> _Your instructions_:
Return all of the lines below exactly as they are.

(Dataset excerpts on object pointing)
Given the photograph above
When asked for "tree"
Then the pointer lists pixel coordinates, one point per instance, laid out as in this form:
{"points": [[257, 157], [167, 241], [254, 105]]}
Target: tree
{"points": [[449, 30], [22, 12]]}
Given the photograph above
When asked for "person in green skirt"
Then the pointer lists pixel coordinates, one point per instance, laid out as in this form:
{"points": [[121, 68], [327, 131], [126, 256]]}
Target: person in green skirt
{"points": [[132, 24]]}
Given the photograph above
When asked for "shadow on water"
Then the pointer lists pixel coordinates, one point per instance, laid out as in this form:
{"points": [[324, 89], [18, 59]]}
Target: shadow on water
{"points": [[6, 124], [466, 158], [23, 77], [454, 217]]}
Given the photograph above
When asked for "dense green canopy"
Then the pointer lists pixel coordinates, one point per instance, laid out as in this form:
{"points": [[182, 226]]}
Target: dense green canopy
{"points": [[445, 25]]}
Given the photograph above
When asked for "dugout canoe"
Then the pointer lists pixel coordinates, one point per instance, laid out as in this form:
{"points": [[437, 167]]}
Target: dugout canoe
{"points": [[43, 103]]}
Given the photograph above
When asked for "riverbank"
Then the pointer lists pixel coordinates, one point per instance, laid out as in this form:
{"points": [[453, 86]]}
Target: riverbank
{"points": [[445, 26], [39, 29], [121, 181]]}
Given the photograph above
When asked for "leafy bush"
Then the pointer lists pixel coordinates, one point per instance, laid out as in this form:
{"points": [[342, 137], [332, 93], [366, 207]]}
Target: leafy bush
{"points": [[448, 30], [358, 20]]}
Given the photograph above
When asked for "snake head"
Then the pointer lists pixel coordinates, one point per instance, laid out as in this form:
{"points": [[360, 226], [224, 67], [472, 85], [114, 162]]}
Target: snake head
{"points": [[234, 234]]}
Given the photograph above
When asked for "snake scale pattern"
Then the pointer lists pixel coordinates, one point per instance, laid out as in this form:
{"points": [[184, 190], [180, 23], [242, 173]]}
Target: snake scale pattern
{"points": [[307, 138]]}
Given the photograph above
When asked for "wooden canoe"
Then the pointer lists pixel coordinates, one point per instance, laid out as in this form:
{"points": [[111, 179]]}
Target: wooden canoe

> _Result below_:
Given the photograph above
When asked for "tree"
Then the pointer lists pixel coordinates, one point per instance, laid out as in this form:
{"points": [[257, 157], [167, 241], [254, 105]]}
Target: tree
{"points": [[449, 30], [22, 12]]}
Given the photograph above
When asked for "person in green skirt"
Then the pointer lists pixel coordinates, one point per instance, laid out as in this form:
{"points": [[121, 68], [327, 131], [126, 256]]}
Target: person in green skirt
{"points": [[132, 24]]}
Given the photograph above
When asked for "shadow on water"
Then the pointer lists pixel coordinates, one point per instance, laid out as in this form:
{"points": [[324, 89], [18, 59]]}
Target: shadow on water
{"points": [[6, 124], [466, 158], [23, 77], [454, 217]]}
Given the photograph above
When asked for "dense green canopy"
Then the pointer lists pixel coordinates, one point per instance, laid out as in this form:
{"points": [[182, 226]]}
Target: dense green canopy
{"points": [[445, 25]]}
Given the photograph above
When asked for "dugout canoe"
Then the pointer lists pixel coordinates, one point per instance, laid out as in this form:
{"points": [[437, 167]]}
Target: dugout canoe
{"points": [[43, 103]]}
Given the photograph above
When asked for "riverbank"
Then the pointer lists pixel coordinates, one point per instance, laid out as in this form:
{"points": [[453, 86]]}
Target: riverbank
{"points": [[445, 26], [39, 29], [121, 181]]}
Given the photograph above
When asked for "leafy bush"
Then the pointer lists pixel coordinates, one point per instance, laid out as in this form:
{"points": [[342, 137], [332, 93], [366, 207]]}
Target: leafy bush
{"points": [[448, 30], [358, 20]]}
Given the photograph above
When asked for "snake head"
Then the pointer lists pixel coordinates, one point per instance, laid out as in this form:
{"points": [[360, 226], [224, 67], [472, 85], [114, 162]]}
Target: snake head
{"points": [[234, 234]]}
Given the photograph above
When asked for "snake scale pattern"
Then the pointer lists pixel coordinates, one point per instance, laid out as in this form:
{"points": [[184, 190], [180, 23], [242, 173]]}
Target: snake scale pattern
{"points": [[307, 138]]}
Given the photograph above
When asked for "wooden canoe"
Then the pointer lists pixel coordinates, one point per instance, laid out as in this form:
{"points": [[111, 179]]}
Target: wooden canoe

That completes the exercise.